**Exercise requirements:**
Only the lines from the one containing "Where can you spot the blue sky" through the end of the data below should be copied, each exactly as written and with both ends kept.

**Position annotation records:**
########################################
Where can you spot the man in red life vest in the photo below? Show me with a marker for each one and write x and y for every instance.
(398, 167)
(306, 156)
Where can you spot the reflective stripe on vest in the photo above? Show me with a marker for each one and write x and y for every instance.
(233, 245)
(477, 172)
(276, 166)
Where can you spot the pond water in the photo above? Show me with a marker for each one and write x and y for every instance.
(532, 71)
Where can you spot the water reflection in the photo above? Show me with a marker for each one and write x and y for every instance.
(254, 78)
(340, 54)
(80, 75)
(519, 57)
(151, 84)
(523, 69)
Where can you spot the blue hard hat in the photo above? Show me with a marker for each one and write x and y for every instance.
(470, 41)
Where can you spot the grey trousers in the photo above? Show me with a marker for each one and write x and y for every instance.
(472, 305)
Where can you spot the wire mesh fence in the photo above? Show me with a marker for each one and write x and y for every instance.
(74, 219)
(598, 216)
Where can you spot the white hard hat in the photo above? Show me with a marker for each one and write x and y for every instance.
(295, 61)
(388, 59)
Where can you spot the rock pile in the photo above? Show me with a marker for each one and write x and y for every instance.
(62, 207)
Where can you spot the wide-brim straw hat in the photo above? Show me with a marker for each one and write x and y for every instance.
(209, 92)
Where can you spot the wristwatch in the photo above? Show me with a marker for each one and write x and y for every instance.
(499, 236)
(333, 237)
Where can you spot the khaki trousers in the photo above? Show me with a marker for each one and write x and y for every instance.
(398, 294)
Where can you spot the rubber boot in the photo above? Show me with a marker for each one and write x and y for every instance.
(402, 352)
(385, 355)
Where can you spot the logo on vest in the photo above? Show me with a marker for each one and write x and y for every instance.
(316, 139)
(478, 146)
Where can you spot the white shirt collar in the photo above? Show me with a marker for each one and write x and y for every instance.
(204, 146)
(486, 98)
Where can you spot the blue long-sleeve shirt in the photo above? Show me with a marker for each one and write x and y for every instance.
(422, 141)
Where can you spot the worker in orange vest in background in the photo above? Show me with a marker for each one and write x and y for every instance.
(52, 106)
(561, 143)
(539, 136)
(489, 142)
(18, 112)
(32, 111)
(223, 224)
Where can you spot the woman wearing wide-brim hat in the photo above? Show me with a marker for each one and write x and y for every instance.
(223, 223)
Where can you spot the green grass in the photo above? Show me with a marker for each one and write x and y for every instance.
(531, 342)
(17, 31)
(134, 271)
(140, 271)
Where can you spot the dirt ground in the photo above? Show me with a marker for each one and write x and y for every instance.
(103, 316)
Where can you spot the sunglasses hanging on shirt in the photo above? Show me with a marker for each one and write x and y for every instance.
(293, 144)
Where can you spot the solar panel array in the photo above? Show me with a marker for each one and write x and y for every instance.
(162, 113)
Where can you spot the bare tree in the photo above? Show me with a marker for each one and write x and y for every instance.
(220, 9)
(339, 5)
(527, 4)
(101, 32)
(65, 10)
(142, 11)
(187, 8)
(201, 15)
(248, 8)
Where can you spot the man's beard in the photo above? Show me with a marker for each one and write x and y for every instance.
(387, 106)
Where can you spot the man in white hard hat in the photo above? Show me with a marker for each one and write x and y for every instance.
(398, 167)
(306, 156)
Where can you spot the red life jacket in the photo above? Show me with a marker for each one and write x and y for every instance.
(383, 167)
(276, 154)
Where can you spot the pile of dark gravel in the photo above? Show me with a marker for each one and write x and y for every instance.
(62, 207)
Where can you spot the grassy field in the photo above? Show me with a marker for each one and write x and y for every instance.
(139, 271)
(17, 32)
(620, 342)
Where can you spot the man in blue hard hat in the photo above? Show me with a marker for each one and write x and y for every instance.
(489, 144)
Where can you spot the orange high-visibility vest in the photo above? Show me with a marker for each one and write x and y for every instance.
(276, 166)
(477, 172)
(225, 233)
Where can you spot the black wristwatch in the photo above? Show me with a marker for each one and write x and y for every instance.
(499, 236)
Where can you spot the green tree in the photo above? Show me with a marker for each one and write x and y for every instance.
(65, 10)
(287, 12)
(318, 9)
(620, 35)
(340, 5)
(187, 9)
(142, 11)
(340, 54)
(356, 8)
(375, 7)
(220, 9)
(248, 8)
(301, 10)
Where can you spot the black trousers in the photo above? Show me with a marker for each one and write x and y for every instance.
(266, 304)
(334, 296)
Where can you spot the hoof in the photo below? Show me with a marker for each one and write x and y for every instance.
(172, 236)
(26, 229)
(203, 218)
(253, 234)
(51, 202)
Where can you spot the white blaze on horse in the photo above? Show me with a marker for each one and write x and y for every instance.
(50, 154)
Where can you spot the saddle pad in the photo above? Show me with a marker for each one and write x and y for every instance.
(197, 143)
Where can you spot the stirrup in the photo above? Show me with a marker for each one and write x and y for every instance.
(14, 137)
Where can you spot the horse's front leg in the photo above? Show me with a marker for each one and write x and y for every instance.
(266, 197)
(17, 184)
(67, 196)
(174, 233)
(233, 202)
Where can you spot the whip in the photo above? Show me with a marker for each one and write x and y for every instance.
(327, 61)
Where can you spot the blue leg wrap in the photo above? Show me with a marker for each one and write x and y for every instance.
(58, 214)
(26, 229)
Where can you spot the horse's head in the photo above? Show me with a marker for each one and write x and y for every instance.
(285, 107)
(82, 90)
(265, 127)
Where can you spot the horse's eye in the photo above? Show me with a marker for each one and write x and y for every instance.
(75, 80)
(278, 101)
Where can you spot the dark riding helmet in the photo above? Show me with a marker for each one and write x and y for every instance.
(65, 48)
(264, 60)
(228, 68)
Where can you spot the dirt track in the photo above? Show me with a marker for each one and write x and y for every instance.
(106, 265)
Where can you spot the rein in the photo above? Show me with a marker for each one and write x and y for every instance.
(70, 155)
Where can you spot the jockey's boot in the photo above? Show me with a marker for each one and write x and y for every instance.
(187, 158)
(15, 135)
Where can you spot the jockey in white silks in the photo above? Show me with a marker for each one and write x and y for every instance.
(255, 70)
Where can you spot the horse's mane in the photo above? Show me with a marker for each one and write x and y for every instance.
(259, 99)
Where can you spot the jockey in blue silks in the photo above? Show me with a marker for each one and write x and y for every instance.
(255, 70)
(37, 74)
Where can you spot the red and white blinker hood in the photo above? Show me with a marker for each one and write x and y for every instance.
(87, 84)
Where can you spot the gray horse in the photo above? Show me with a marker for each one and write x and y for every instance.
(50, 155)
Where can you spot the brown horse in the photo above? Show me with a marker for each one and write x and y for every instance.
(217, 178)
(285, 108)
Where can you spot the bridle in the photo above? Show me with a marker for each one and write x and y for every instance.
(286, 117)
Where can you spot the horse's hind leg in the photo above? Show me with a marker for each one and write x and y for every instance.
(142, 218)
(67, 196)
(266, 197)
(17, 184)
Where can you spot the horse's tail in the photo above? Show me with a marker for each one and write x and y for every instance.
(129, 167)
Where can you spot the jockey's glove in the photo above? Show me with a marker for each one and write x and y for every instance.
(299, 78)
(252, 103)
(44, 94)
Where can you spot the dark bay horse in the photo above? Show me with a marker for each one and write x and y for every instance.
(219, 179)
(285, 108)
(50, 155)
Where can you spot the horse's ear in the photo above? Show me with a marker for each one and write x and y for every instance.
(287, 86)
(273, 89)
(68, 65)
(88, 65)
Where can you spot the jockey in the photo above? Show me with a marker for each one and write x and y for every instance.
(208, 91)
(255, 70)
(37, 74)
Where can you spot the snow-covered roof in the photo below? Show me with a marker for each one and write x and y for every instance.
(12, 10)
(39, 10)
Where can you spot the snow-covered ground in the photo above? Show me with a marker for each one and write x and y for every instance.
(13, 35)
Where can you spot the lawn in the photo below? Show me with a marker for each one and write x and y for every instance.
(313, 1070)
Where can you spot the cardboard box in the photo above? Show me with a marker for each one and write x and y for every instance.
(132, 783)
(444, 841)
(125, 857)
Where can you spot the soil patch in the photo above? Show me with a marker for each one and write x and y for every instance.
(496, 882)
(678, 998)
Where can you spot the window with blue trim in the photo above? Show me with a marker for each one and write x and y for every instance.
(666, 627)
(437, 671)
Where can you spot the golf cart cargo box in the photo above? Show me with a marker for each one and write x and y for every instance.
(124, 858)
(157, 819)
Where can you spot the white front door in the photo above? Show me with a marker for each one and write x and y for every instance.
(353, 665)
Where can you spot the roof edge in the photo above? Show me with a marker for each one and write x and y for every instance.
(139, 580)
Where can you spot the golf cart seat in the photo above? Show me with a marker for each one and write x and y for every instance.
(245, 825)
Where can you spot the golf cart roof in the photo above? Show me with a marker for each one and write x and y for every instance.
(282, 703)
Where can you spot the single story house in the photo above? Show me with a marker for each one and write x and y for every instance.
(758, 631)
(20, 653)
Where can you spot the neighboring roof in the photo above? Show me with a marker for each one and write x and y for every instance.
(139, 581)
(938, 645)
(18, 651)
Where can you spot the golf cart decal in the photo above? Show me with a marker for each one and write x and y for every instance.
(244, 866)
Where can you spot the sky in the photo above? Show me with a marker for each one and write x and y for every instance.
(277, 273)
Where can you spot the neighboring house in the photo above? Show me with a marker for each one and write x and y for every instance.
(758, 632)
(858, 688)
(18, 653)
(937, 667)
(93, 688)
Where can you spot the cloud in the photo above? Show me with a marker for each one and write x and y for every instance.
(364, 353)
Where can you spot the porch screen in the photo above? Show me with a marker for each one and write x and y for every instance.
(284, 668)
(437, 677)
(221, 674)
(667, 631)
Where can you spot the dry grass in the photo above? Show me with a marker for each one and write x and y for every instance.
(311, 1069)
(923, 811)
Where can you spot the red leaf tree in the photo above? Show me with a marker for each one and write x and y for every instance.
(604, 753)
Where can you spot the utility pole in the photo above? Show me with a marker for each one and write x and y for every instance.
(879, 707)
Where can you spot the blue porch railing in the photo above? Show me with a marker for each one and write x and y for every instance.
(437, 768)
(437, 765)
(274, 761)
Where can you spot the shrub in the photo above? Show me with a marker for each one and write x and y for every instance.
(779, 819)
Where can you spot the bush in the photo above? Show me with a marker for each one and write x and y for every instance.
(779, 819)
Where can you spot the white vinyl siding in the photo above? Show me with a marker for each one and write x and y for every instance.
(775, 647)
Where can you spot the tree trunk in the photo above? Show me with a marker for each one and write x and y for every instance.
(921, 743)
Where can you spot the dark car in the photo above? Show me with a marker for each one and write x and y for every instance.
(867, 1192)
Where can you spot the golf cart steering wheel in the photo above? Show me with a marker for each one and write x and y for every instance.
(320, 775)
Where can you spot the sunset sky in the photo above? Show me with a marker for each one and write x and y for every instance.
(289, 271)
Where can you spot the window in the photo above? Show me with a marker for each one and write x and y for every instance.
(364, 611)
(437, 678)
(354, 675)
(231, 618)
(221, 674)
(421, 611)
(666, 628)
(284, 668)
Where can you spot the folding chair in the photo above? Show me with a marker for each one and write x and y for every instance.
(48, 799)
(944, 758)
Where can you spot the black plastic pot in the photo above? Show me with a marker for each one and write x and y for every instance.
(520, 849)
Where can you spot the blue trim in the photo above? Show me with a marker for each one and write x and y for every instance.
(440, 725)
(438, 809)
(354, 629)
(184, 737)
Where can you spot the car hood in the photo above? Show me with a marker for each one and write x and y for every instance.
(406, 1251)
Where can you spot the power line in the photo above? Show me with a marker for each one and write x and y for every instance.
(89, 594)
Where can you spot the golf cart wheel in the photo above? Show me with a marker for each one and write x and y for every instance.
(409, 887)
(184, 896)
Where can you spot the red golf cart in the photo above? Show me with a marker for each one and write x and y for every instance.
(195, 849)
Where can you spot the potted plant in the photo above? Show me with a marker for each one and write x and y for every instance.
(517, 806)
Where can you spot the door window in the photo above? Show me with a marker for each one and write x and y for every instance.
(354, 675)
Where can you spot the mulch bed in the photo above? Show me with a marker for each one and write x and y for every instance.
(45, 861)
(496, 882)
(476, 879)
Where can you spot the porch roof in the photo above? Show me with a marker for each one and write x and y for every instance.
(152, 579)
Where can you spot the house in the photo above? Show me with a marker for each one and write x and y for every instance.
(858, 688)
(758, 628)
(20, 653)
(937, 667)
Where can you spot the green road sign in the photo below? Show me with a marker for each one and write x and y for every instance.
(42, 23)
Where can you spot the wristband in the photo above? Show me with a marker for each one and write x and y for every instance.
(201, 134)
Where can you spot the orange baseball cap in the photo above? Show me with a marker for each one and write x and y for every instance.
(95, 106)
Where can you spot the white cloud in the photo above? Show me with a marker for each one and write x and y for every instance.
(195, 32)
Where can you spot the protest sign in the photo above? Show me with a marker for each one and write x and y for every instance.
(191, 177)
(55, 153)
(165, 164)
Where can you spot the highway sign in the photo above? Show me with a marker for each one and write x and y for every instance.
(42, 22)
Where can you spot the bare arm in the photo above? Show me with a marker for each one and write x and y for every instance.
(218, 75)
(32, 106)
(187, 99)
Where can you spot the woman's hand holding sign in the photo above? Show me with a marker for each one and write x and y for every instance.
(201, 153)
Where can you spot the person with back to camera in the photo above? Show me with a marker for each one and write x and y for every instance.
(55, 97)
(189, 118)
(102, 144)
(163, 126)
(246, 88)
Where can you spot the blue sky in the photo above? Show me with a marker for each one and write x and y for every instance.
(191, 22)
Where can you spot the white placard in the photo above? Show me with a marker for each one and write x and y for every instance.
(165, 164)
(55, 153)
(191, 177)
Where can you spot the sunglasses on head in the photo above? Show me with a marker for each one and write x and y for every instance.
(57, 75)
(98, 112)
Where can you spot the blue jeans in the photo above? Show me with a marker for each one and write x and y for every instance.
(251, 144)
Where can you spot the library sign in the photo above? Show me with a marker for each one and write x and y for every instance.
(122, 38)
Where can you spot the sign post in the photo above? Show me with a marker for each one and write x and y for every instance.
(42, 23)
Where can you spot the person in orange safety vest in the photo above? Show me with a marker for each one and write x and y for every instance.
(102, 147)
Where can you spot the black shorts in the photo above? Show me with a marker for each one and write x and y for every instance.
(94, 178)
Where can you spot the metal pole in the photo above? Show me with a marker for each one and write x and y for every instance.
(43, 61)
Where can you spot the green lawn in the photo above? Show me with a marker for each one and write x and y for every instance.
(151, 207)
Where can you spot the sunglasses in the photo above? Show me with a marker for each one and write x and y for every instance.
########################################
**Answer for this exercise:**
Where can you spot the blue sky in the photo above? Show me with a marker for each one and write x and y for every instance.
(191, 22)
Where can you spot the white placard in the photo above? Show me with a marker for each one and write x and y for every instance.
(165, 164)
(55, 153)
(191, 177)
Where can you spot the sunglasses on head in the photo above? Show me with a marker for each one and write x and y for every instance.
(57, 75)
(98, 112)
Where can you spot the blue jeans in the photo above? Show me with a marker for each one and write x and y for every instance.
(251, 144)
Where can you spot the library sign in the photo above? Show me with a marker for each one and write x and y for every instance.
(122, 38)
Where can you spot the sign post in the photo above? Show me with a marker for each one and write x and y for every instance.
(42, 23)
Where can you spot the person in orange safety vest in the photo above? Show me with a marker for each one and write x and y for every instance.
(102, 147)
Where can you spot the black shorts in the photo above? Show me with a marker for each one and write x and y for every instance.
(94, 178)
Where can you spot the metal pole in the photo above? Show me with a marker for each one and write x and y for every instance.
(43, 61)
Where can you spot the green lawn in the photo above? Show me with a marker for each one and write x and y for every instance.
(151, 207)
Where can you spot the sunglasses in the photo above? Show me with a marker for each one and write x and y for every instance.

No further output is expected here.